Tuesday, April 1, 2014

the ah-hAH moment

Yesterday I was so hungry all day, realized protein was low for the day.  Also learned do not eat spaghetti before Zumba cause it make my stomach hurt, even 2 hours after eating it.

 So today while at gym, some lady was talking and asked if I was running.  I really didn't think she was talking to me, so I didn't answer, so she came around the corner and asked again.  I am like yea, she said well you look like you are into running.  Um, ok..I just got into running, I really don't consider myself a runner of any sorts, in fact I really hate running but am making myself run.  In fact, today at the gym I felt like nothing as if going to the gym was like going to work.  I am normally one for the gym, but today it was kind of a drag to go.  I didn't want to be there, but went anyway and am glad I did.  Apparently the lady who asked me in the locker room, is a fitness instructor and said I should take her class, which apparently a lot of marathon runners take her class.  We had a nice long conversation about fitness.  I thought that rocked because I still see myself as a fat girl not someone who runs.

I am really working hard, as I have a photoshoot coming up on April 19th and I feel that I can lose 10-15 more lbs before the shoot.  The shoot is way out of what I normally do, so it will be interesting as it is outside of my comfort level but I want to expand my horizons.  I am down another 3 lbs since Friday, so I can literally say I ran/hiked my booty off this week.

Oh, I went on a date.  Like I am not a dater, as most people who are overweight seem to have troubles getting dates.  I am on of those girls.  I can actually count on 1 hand how many boyfriends I have had in my life going back to high school years.   I just was never really into dating, and thought why would anyone want someone like me, especially being overweight.  Or I was too busy living life and trying to achieve my goals to think about dating  It went well, and we hope to go out again.  Even now, I am iffy about dating.  In the past few months I have worked really hard to beat this weight issue and I don't want some guy getting in the way of that.  Not everyone understands the journey or how tough it is.  So my first rule of dating, is they have to be supportive of my fitness and my fitness goals.  I can't date someone who is going to tell me it's ok to not workout because it is so easy to slide back into old habits.

++++++

* _YOUR TASKS_:
1. Copy the part of the blog post that begins at the words "Yesterday I was" and stops after "after eating it.", substituting "lasagna" for "spaghetti".
2. According to the blog post, on what date is the photoshoot?
3. Say whether each statement agrees with the blog post, quoting the words that decide it: (a) The writer has lost more weight since Friday. (b) The fitness instructor spoke to the writer in the locker room. (c) The writer enjoys running.
Answer from the blog post alone.

* _SUPPLIED ENTRIES_:
++++++

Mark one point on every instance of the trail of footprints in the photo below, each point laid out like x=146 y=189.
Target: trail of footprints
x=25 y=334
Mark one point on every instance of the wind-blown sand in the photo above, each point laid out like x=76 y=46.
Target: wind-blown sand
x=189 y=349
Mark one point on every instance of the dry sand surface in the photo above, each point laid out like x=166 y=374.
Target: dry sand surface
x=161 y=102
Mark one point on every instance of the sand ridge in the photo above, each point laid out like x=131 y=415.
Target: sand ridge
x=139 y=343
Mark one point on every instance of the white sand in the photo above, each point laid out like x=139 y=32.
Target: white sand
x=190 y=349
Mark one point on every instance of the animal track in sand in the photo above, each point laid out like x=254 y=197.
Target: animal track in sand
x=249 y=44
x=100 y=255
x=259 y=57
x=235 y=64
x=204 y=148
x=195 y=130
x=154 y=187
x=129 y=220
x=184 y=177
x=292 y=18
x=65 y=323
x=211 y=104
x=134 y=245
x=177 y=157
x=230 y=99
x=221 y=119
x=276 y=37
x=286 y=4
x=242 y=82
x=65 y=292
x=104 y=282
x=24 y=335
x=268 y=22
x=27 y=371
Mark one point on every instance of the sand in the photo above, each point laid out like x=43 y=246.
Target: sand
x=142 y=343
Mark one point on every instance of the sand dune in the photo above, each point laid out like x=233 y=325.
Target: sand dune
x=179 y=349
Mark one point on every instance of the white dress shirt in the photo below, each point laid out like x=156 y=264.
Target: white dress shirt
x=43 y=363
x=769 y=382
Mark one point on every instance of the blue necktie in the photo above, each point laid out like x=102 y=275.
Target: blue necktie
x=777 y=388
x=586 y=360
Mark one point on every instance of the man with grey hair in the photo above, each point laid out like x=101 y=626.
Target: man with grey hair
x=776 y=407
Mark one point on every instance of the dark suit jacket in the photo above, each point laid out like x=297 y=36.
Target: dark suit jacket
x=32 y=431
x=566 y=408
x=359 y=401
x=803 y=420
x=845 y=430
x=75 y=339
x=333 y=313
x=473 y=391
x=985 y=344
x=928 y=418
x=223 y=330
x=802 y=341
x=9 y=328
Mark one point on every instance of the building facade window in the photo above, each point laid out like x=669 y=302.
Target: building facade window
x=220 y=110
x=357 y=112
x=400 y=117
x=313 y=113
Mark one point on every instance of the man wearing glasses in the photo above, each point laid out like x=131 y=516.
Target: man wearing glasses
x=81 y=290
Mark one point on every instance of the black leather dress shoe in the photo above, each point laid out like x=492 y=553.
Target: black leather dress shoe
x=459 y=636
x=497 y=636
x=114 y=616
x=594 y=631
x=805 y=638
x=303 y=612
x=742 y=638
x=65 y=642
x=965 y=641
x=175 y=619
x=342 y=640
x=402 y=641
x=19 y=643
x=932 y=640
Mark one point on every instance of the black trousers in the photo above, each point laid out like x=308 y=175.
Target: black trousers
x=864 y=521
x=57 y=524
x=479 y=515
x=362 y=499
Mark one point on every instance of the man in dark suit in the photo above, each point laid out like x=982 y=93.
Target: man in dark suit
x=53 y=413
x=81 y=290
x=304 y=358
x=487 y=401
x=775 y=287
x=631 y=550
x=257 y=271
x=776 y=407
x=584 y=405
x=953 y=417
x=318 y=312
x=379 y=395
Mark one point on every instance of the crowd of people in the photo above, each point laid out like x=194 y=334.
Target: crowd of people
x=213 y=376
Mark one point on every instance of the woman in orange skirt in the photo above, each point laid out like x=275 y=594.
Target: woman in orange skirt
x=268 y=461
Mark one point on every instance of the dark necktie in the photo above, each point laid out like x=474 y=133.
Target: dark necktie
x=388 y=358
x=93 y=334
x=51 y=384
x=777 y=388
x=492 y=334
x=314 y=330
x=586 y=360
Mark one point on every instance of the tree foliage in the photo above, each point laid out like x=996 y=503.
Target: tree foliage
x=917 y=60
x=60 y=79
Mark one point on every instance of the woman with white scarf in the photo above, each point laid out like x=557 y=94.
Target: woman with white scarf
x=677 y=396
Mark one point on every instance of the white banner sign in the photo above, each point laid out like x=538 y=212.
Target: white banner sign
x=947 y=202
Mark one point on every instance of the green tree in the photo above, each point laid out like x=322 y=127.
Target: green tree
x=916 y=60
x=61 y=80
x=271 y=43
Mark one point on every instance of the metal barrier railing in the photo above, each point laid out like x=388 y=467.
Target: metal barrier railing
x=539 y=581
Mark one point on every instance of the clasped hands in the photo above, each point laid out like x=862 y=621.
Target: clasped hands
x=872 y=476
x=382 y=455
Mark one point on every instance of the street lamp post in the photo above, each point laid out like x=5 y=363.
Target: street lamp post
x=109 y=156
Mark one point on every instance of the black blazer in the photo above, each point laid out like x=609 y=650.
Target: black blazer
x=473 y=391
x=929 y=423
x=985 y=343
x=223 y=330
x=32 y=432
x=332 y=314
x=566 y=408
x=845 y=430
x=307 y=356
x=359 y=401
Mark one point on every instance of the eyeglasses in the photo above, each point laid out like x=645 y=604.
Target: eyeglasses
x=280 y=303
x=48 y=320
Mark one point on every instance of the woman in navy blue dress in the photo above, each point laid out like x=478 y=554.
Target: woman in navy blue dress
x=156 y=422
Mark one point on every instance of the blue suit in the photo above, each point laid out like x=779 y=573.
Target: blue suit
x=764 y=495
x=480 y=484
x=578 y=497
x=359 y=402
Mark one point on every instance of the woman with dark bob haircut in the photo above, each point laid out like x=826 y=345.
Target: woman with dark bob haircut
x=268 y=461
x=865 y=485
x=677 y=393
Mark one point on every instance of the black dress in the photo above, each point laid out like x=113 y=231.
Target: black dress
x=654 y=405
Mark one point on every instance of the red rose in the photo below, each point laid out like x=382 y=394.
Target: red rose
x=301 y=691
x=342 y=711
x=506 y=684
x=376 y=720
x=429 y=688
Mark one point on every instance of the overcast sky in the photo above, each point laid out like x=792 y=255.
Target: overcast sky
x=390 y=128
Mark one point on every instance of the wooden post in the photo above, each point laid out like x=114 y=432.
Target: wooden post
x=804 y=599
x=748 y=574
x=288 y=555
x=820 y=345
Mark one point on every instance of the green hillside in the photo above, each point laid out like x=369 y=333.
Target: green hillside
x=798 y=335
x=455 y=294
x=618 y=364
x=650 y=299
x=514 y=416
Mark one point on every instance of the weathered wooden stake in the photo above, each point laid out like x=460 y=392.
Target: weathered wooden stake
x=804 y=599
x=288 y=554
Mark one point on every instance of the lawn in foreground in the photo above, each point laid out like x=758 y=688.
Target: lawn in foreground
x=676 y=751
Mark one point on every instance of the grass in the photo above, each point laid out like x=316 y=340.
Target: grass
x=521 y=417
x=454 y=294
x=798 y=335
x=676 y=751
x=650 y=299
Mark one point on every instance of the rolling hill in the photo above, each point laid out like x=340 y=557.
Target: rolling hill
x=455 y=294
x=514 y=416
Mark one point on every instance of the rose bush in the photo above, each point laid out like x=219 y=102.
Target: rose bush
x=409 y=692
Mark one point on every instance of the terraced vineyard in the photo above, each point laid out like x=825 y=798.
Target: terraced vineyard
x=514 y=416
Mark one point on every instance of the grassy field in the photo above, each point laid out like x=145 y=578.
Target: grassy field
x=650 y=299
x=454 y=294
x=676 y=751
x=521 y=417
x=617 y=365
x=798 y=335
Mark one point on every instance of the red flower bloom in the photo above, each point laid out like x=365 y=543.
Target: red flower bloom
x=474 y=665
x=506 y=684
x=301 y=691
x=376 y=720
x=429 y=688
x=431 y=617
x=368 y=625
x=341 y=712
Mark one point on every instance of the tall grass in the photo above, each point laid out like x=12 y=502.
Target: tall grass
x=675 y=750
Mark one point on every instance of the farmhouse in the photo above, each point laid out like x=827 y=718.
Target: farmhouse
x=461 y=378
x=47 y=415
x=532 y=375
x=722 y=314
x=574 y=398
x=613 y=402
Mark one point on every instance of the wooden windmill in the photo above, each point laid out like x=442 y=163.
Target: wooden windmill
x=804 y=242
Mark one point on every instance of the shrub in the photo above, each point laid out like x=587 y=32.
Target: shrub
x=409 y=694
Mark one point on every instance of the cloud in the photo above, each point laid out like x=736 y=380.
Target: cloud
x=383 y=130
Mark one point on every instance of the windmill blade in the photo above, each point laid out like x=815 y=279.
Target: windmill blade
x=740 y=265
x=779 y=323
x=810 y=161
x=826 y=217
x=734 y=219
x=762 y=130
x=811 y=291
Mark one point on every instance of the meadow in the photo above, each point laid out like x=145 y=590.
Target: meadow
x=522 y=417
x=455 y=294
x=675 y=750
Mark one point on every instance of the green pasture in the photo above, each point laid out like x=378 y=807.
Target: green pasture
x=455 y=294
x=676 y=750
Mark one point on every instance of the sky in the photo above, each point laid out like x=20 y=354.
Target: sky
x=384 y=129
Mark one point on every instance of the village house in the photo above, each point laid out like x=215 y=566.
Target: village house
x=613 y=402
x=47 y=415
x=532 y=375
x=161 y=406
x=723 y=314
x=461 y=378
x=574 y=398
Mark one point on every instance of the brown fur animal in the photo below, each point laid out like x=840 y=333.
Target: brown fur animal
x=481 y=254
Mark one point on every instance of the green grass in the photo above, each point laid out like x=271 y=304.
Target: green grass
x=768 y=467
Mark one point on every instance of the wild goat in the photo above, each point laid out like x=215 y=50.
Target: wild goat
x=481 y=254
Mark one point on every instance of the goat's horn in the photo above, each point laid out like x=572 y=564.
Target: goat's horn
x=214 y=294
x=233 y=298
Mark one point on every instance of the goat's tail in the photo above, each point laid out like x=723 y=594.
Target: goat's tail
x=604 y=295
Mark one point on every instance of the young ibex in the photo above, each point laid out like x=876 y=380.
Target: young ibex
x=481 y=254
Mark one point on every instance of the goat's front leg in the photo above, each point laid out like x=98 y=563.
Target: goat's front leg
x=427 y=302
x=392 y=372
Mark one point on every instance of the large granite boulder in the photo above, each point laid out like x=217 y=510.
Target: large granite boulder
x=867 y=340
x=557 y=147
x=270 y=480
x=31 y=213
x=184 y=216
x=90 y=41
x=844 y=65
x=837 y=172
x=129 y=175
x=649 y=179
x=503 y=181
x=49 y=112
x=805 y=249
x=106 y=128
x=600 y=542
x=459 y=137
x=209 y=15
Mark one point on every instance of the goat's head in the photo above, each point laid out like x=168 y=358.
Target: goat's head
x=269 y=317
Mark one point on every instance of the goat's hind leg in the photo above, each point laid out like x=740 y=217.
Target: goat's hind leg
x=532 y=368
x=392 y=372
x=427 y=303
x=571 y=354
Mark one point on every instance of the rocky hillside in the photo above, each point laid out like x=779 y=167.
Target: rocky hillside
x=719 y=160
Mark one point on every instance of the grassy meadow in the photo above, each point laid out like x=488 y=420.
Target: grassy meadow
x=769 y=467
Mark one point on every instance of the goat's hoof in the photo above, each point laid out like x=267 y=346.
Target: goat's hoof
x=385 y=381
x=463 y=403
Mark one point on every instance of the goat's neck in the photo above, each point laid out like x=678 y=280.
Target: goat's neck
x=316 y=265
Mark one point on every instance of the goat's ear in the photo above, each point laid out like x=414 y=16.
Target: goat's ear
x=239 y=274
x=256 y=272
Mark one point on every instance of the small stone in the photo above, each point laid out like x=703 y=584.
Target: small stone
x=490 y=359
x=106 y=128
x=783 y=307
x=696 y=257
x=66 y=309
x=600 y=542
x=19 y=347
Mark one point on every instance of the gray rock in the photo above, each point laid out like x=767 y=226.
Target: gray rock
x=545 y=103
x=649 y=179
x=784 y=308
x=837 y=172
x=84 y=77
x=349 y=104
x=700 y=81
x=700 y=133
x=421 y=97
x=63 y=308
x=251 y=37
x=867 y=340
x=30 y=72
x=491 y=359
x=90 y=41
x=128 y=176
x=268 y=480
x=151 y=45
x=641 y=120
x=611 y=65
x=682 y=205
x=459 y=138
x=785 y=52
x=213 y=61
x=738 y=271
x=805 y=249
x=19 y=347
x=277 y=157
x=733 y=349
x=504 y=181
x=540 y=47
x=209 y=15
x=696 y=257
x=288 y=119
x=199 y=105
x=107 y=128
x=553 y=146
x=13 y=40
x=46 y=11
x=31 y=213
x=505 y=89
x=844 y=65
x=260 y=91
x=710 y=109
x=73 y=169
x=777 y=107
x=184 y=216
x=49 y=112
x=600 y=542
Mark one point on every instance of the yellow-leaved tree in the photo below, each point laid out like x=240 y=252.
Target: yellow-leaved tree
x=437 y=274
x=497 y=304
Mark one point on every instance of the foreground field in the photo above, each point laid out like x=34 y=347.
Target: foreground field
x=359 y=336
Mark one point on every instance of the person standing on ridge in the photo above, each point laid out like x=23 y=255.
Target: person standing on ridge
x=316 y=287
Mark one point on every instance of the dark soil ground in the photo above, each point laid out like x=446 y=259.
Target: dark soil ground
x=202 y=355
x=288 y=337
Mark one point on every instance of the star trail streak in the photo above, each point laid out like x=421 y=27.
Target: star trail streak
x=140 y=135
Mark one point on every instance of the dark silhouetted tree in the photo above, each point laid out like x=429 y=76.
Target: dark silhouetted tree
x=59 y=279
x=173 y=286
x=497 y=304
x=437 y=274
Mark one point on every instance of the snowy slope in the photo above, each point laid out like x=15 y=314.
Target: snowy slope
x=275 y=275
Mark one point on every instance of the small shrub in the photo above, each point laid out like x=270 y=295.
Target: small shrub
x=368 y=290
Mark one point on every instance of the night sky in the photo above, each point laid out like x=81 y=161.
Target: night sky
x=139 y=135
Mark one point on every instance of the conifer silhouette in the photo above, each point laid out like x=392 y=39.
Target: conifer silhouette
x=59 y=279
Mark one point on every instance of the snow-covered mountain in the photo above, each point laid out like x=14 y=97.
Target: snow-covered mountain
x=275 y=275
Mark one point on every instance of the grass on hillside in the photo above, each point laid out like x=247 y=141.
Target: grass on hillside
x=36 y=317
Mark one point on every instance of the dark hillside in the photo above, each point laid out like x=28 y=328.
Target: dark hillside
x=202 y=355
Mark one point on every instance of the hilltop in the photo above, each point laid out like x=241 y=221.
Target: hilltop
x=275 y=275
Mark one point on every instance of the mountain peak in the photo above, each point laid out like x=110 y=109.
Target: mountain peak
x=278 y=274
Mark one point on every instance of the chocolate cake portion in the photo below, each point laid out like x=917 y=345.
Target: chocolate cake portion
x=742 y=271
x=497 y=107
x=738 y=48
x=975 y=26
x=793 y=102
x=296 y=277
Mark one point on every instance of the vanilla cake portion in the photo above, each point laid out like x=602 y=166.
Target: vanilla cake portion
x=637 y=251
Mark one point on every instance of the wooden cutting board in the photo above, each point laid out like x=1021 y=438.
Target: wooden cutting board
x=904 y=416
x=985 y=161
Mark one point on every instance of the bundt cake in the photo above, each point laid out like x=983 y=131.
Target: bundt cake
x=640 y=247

++++++

* _NUMBERED RESPONSES_:
1.
Yesterday I was so hungry all day, realized protein was low for the day.  Also learned do not eat lasagna before Zumba cause it make my stomach hurt, even 2 hours after eating it.

2. April 19th

3.
(a) Yes: "I am down another 3 lbs since Friday"
(b) Yes: "the lady who asked me in the locker room, is a fitness instructor"
(c) No: "in fact I really hate running but am making myself run"